(Point-per-instance localization data)

++++++

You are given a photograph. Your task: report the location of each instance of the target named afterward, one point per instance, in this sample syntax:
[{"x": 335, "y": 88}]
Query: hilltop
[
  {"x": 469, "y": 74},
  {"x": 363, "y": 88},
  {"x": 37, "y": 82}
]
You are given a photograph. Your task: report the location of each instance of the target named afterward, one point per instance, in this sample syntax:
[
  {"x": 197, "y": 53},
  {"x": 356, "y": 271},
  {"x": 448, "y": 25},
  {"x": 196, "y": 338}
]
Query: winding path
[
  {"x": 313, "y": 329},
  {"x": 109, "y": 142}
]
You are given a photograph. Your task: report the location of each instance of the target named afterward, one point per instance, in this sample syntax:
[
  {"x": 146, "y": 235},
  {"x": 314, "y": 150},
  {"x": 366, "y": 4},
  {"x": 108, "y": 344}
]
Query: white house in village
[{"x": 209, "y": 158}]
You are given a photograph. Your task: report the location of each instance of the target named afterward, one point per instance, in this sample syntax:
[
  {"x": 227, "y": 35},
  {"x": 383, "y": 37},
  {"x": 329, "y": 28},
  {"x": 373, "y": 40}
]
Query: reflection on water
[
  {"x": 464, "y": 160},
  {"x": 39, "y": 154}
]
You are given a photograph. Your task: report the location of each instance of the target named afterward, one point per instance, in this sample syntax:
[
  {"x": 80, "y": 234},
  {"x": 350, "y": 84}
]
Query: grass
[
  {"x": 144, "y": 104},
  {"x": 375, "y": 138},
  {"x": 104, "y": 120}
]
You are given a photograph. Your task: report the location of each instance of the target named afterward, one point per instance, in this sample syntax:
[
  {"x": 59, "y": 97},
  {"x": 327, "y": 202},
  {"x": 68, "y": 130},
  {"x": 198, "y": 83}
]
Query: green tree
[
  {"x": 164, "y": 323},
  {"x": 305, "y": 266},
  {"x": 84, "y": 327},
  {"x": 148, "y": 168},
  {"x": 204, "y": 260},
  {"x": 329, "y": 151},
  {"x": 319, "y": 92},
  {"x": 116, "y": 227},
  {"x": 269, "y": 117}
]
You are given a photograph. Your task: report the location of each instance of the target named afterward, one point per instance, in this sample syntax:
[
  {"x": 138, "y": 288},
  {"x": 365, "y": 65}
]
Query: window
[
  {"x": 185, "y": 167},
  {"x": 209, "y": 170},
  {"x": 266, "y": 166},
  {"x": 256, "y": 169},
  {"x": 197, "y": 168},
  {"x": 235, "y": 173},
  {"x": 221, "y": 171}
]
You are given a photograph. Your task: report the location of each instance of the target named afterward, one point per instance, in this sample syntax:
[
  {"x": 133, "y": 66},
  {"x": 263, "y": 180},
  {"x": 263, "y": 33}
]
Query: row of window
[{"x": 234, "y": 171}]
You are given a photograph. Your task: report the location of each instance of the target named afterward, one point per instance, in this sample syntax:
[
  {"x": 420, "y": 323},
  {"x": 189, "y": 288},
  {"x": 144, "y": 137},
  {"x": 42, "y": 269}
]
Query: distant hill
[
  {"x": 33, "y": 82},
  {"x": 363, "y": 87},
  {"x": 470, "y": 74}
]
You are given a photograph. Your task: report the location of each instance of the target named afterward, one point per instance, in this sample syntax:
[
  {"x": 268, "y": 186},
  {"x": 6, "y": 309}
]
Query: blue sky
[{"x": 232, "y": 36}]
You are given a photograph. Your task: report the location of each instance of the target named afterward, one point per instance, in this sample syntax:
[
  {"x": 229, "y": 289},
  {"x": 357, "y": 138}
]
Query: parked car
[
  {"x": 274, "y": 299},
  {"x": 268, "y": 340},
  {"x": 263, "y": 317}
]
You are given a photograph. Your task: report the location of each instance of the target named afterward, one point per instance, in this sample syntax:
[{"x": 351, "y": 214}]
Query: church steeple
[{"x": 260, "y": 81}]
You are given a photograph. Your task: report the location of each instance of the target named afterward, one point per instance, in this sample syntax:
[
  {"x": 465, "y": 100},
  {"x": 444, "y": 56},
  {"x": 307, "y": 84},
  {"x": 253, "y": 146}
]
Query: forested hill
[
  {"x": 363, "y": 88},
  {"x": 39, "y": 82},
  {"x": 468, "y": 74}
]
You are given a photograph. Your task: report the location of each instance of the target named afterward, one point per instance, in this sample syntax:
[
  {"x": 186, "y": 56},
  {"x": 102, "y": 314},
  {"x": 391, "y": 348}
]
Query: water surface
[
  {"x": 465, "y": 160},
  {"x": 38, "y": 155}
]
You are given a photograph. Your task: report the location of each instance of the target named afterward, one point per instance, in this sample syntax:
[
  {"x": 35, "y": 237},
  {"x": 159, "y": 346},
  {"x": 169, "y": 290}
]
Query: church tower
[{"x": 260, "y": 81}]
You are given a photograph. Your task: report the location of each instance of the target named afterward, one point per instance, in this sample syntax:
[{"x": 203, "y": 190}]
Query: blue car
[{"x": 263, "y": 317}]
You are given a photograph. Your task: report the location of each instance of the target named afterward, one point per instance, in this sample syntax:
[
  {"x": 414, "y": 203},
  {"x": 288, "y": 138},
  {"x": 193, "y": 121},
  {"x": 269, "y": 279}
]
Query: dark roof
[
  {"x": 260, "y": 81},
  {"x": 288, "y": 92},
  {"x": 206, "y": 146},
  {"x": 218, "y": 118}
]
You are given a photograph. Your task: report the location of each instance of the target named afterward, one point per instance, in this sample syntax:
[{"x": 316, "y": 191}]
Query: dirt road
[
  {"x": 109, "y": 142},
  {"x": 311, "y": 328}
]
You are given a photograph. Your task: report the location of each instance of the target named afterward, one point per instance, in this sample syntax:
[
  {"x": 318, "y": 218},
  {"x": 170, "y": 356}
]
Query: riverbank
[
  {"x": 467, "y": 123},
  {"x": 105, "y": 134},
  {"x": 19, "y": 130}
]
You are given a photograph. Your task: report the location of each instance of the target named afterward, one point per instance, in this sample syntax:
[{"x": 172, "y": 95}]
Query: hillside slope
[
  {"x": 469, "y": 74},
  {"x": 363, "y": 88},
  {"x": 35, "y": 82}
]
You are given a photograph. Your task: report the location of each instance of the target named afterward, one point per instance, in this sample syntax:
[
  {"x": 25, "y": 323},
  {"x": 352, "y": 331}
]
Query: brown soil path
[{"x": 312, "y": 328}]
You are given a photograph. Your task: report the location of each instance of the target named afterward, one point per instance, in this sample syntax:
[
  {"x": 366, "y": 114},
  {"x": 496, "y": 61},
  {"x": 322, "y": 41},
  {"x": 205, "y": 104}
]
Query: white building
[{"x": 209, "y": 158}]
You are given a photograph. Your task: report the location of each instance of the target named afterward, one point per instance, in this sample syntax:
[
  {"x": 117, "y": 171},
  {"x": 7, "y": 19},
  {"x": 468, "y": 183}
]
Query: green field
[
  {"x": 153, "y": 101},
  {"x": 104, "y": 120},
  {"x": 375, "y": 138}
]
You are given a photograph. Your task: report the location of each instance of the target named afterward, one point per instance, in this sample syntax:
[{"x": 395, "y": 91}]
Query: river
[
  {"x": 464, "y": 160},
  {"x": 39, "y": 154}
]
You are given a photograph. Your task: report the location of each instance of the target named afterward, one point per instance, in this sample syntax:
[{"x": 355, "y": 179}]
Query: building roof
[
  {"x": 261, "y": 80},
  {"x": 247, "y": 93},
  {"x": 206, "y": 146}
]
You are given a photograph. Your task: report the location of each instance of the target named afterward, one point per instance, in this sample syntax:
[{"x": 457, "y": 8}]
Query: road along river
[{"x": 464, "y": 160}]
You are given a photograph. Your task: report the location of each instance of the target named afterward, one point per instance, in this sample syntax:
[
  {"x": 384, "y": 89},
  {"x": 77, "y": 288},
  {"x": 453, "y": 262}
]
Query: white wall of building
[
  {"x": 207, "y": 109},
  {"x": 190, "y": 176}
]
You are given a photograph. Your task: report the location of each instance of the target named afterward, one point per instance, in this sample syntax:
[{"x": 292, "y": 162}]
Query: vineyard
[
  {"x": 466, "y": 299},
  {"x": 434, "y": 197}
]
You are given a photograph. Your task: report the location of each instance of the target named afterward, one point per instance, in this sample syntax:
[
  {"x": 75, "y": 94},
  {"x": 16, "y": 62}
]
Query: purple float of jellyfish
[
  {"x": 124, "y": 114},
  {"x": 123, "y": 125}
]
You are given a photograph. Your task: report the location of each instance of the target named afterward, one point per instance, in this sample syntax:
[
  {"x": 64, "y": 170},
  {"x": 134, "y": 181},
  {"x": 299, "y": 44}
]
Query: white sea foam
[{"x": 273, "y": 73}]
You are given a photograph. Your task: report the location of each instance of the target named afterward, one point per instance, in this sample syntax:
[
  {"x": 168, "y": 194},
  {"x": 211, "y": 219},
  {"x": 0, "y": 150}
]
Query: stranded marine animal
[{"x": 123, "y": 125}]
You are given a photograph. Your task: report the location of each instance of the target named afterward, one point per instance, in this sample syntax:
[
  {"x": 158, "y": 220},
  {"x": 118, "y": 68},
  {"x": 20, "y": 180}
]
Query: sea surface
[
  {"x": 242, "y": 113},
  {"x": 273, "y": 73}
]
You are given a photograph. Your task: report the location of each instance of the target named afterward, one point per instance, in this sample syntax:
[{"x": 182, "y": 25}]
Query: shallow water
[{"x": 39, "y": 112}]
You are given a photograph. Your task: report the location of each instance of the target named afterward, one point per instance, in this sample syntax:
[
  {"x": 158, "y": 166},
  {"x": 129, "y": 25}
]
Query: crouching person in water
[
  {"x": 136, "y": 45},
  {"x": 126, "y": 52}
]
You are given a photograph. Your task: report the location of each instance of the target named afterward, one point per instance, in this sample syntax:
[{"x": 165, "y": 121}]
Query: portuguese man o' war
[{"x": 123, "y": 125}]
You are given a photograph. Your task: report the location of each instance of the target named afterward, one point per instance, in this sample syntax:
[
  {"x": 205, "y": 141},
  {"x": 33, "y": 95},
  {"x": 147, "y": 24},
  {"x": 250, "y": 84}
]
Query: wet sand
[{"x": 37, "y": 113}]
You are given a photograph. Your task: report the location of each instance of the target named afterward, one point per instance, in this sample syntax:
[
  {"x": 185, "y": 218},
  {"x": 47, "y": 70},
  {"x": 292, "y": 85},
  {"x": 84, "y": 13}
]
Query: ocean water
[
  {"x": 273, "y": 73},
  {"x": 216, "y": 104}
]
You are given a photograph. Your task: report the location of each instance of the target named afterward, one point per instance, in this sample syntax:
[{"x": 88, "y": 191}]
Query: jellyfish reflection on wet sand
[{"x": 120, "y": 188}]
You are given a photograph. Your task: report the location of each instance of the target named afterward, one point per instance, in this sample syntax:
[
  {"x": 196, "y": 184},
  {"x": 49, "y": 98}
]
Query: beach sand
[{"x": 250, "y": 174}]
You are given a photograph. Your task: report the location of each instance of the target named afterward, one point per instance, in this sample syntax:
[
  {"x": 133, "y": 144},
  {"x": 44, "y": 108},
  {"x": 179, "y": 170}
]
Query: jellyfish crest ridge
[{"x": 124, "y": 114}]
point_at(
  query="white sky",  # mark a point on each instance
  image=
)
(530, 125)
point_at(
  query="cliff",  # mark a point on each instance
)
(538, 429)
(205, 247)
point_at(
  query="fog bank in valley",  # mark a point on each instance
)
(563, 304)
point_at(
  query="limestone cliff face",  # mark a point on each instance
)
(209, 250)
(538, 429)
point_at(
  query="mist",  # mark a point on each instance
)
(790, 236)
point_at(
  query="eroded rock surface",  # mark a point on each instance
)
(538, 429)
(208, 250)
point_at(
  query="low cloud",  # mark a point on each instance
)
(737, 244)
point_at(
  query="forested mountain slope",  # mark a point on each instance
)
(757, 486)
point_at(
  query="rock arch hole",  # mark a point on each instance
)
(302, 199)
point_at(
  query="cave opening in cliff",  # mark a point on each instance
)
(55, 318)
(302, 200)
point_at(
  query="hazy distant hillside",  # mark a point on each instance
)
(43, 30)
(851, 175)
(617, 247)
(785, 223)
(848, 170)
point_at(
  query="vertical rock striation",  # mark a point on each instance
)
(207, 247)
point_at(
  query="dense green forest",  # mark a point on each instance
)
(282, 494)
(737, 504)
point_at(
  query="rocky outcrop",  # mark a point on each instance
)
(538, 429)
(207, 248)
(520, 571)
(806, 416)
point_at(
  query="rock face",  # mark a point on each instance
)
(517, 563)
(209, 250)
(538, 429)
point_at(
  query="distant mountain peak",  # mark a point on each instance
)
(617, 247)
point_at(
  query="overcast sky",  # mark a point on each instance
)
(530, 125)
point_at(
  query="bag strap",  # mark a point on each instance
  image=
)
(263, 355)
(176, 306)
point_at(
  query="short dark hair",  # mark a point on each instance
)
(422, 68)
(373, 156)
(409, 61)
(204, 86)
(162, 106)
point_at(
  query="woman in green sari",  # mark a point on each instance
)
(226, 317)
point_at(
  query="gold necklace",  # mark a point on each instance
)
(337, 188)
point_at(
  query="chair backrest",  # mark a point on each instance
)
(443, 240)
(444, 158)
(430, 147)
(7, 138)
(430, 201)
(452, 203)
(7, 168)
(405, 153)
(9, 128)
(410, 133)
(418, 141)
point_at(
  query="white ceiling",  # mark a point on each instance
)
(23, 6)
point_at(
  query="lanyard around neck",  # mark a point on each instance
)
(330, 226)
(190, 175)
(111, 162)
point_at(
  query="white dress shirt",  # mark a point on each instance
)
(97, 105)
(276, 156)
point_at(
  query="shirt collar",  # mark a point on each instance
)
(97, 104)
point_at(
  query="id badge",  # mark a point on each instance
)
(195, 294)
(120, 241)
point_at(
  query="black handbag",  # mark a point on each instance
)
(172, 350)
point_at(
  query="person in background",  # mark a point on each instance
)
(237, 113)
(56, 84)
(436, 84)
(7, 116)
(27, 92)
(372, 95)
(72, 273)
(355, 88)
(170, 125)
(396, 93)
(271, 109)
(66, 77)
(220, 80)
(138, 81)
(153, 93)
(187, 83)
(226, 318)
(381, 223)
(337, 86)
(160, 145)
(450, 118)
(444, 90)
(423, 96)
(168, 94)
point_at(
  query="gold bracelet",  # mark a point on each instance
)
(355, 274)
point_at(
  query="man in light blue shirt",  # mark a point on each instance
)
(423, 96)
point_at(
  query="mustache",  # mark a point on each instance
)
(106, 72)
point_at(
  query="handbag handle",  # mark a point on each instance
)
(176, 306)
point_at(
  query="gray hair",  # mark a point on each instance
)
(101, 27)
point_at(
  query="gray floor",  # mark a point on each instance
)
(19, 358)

++++++

**Description of the task**
When a line in the data contains "gold", return it as written.

**Task response**
  query="gold necklace",  # mark a point on each instance
  query="gold bracelet",  # mark a point on each instance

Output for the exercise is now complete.